- TO BE DONE:
Using the passage on lidar terrain data, decide whether each statement agrees with it, answering yes or no and quoting the deciding words. 1. GEDI02's canopy height was taken from its relative height at 95%. 2. ATL08 and GEDI02 have the same shot diameter. 3. The prepared data set overrepresents forest areas.

- PROVIDED PASSAGE:
After data import, we combined ICESat-2 ATL08 and GEDI02 for terrain modeling to produce a complete consistent data set with the best estimates of terrain height. We specifically used the relative height at 95% (rh95) as the canopy height of GEDI02 in the counterparts to ATL08 canopy height (column h_canopy_20m) and terrain height (column elev_lowestmode) in the counterparts to ATL08 terrain height (h_te_best_fit_20m), despite the slight difference in shot diameter (20 m vs. 25 m). Both ICESat-2 ATL08 and GEDI02 represent elevations in the WGS84 vertical datum. In order to be compatible with existing digital elevation models, we applied a conversion from the WGS84 ellipsoid to the EGM2008 geoid as vertical reference for ICESat-2 ATL08 and GEDI02, using the 5 arc-degree resolution correction surface (Pavlis et al., 2012). Despite all these efforts to harmonize these data, we still observed discrepancies in terrain height between spaceborne LiDAR datasets and DSMs and many artifacts: for example, the presence of terrain samples over bodies of water, including lakes and oceans. Additionally, we noticed that the data set we prepared overrepresents bare-earth and underrepresents forest areas, which is suboptimal for object removal applications.

Dataset rows showing where objects appear:
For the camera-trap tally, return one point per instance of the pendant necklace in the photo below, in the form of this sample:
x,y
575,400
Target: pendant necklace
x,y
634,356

- OUTPUT BELOW:
1. Yes: "We specifically used the relative height at 95% (rh95) as the canopy height of GEDI02"
2. No: "despite the slight difference in shot diameter (20 m vs. 25 m)"
3. No: "the data set we prepared overrepresents bare-earth and underrepresents forest areas"